* Required action
Print out the records that follow, exactly and completely.

* Stored data entries
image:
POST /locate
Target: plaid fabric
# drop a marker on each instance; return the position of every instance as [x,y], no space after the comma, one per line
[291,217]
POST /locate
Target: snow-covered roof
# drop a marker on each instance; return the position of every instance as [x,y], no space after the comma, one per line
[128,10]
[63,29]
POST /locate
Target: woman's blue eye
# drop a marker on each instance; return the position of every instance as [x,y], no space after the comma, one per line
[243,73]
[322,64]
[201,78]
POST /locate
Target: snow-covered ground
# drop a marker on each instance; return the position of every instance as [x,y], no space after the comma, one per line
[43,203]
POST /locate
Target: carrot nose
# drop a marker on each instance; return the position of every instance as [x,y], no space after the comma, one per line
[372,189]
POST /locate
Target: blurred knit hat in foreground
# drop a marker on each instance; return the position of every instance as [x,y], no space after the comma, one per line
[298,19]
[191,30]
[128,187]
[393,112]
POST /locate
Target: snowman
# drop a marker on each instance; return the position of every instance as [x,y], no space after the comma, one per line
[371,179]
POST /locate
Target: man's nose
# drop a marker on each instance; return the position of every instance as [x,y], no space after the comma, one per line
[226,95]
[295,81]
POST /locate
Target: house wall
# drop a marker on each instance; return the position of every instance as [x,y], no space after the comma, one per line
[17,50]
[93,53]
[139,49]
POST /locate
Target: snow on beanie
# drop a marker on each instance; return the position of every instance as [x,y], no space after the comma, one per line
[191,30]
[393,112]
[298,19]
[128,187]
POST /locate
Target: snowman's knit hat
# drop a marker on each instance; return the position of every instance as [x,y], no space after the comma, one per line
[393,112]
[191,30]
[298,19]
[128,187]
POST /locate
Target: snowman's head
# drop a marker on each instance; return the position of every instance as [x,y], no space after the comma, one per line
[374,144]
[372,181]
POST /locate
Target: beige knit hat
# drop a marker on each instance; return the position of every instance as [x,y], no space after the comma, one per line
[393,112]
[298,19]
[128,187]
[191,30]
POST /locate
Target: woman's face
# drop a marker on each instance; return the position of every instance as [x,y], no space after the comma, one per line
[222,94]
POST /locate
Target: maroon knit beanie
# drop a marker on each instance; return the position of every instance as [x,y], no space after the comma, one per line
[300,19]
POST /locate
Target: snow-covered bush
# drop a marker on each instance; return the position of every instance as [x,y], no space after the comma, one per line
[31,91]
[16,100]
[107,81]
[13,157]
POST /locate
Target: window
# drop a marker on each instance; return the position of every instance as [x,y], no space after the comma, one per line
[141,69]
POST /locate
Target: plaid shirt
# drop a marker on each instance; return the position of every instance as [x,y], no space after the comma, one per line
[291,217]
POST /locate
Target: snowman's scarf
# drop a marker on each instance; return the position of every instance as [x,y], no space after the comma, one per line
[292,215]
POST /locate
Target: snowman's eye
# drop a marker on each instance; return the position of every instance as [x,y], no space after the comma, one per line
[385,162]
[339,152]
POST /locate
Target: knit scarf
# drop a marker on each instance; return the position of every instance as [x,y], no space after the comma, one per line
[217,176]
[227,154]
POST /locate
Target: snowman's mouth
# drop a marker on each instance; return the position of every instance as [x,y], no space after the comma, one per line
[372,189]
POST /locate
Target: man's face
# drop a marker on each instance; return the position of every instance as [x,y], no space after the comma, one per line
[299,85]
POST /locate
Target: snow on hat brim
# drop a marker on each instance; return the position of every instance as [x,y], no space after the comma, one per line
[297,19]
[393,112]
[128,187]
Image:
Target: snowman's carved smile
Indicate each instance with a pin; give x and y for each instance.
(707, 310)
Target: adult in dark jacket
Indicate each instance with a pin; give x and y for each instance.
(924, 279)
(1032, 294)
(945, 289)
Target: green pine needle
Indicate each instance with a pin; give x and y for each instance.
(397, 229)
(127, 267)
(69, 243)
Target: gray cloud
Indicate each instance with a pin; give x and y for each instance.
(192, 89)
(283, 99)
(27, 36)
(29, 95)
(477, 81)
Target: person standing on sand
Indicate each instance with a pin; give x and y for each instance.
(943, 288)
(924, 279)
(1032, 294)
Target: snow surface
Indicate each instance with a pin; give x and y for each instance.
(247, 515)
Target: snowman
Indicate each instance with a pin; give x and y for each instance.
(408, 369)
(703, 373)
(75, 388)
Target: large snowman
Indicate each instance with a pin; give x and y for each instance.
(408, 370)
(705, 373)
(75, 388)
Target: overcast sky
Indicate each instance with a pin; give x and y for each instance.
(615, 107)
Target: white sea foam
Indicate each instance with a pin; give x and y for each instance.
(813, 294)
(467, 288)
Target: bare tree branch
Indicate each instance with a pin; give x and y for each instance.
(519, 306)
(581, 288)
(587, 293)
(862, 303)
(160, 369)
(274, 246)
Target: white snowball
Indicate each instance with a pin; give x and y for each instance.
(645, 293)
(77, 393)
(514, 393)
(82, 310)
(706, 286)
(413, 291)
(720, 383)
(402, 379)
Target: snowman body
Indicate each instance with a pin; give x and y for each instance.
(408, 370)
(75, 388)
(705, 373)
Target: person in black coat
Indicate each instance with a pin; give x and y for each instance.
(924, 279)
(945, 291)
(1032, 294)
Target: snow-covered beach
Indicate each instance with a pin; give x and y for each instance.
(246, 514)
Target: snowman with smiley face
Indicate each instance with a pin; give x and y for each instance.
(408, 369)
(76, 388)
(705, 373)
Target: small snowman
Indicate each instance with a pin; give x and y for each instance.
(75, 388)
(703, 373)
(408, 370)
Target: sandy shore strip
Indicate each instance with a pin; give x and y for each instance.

* Solution
image:
POST /locate
Target: plaid fabric
# drop a marker on each instance; return the position of every instance as [x,y], no space after the comma, one per line
[291,217]
POST /locate
Target: snow-covered roof
# drop a marker on each instance; return the position of every instance as [x,y], no space after the comma, one per line
[128,10]
[63,29]
POST /locate
Target: woman's blue eye
# drop a marker on each instance; return the position of every instance as [x,y], no space after the comma, one per line
[243,73]
[322,64]
[201,78]
POST /locate
Target: snow-covered ground
# drop a marker on each instance; return the position of every instance as [x,y], no space after the comma, one per line
[43,203]
POST /locate
Target: carrot nose
# drop a marker on each instance; return the position of every instance as [x,y], no space after the comma, one per line
[372,189]
POST /locate
Target: blurred knit hat in foreground
# drop a marker on each instance; return the position of every instance as [x,y], no space after the comma, one per line
[298,19]
[191,30]
[128,187]
[393,112]
POST /locate
Target: snowman
# drop a marker on each instance; return the position of every instance as [x,y], no space after the comma, one per line
[371,179]
POST /locate
Target: man's nose
# drop a marker on each instance; return the position of every instance as [x,y], no space after the comma, one per line
[226,95]
[295,81]
POST /locate
Target: house wall
# drop a marker on each instance; return the position of every instance as [x,y], no space after the comma, one per line
[17,50]
[93,53]
[139,49]
POST /locate
Target: snow on beanie
# drop a marker on each instance; return the position of every instance as [x,y], no space after the comma, one per line
[191,30]
[393,112]
[298,19]
[128,187]
POST /locate
Target: snowman's knit hat
# drop a marker on each instance; return the position of every instance as [x,y], no space after the comma, one per line
[393,112]
[191,30]
[298,19]
[128,187]
POST /locate
Target: snowman's head
# drop a marker on each instance; return the position of every instance as [x,y], no space after the comma, one per line
[374,144]
[372,181]
POST /locate
Target: beige knit hat
# drop a marker on each instance; return the position of every instance as [x,y], no space after the comma, one per line
[393,112]
[298,19]
[128,187]
[191,30]
POST /locate
Target: woman's face
# drop a marker on each instance; return the position of every instance as [x,y], no space after the comma, one per line
[222,94]
POST /locate
Target: maroon knit beanie
# drop a marker on each instance; return the position of every instance as [x,y], no space after the comma, one per line
[300,19]
POST /locate
Target: snow-covered bush
# drop a marker on each instance; return the position of every instance as [x,y], no space after the comma, one per line
[31,91]
[16,100]
[107,81]
[13,157]
POST /locate
Target: window
# drop a marker on each instance; return the position of every instance as [x,y], no space after the comma, one per line
[141,69]
POST /locate
Target: plaid shirt
# drop a marker on each instance; return the position of every instance as [x,y], no space after the comma, one per line
[291,217]
POST /locate
Target: snowman's scarf
# drop a marker on each instance; return the position of every instance as [x,y], no space after the comma, one per line
[292,215]
POST /locate
Target: snowman's eye
# drop a marker on each instance; return the position of every instance as [x,y], no space after the comma, one per line
[385,162]
[339,152]
POST /locate
Target: knit scarf
# drop a marker on each instance; return the position of every instance as [x,y], no space after the comma, one per line
[217,176]
[227,154]
POST /locate
Target: snowman's mouth
# drop a marker on each instance; return the position of every instance as [x,y], no space after the comma, one per line
[372,189]
POST /locate
Target: man's face
# drop a marker on each instance; return the position of every instance as [x,y], no space after the comma, one per line
[299,85]
POST /locate
Target: snow on hat brim
# drop a marker on each instance; return the position of every instance as [x,y], no space after the comma, one per line
[297,19]
[393,112]
[128,187]
Image:
Target: snowman's carved smile
Indicate each instance with a pin; give x and y for each instance.
(707, 310)
Target: adult in dark jacket
Indicate each instance with a pin; give x and y for each instance.
(924, 279)
(1032, 294)
(945, 289)
Target: green pine needle
Indicate each instance with a pin; give x and y for each instance.
(397, 229)
(127, 267)
(69, 243)
Target: gray cloud
Indicate each instance with a pin; give x and y for each instance.
(192, 89)
(283, 99)
(27, 36)
(29, 95)
(477, 81)
Target: person standing on sand
Indicate each instance with a pin; give x and y for each instance.
(943, 288)
(924, 279)
(1032, 294)
Target: snow surface
Indicate each instance with a pin; give x and y for each instance.
(247, 515)
Target: snowman
Indicate each instance with a pin; give x and y for each instance.
(408, 369)
(703, 373)
(75, 388)
Target: large snowman
Indicate each instance with a pin; give x and y for each instance.
(408, 370)
(705, 373)
(75, 388)
Target: overcast sky
Indicate each instance with a pin; give x and y for each instance.
(615, 107)
Target: white sea foam
Indicate each instance with a pin; give x and y for each instance.
(813, 294)
(467, 288)
Target: bare tree branch
Indicate each instance with a pin; give x and y for each instance.
(519, 306)
(581, 288)
(587, 293)
(862, 303)
(160, 369)
(274, 246)
Target: white snowball
Indicate each instance with a pin; give x and y for each instance.
(645, 293)
(77, 393)
(514, 393)
(82, 310)
(706, 286)
(413, 291)
(720, 383)
(402, 379)
Target: snowman body
Indicate each instance with a pin; give x and y for each instance.
(408, 370)
(75, 388)
(705, 373)
Target: person in black coat
Indicate each instance with a pin; give x and y for each instance.
(924, 279)
(945, 291)
(1032, 294)
Target: snow-covered beach
Indicate each instance with a pin; give x and y for each instance.
(246, 514)
Target: snowman with smiley face
Indicate each instance with a pin; give x and y for each instance.
(408, 369)
(76, 388)
(705, 373)
Target: small snowman
Indicate each instance with a pin; give x and y for each instance.
(75, 388)
(703, 373)
(408, 370)
Target: sandy shore strip
Indicate each instance with a pin; give x and y for each instance.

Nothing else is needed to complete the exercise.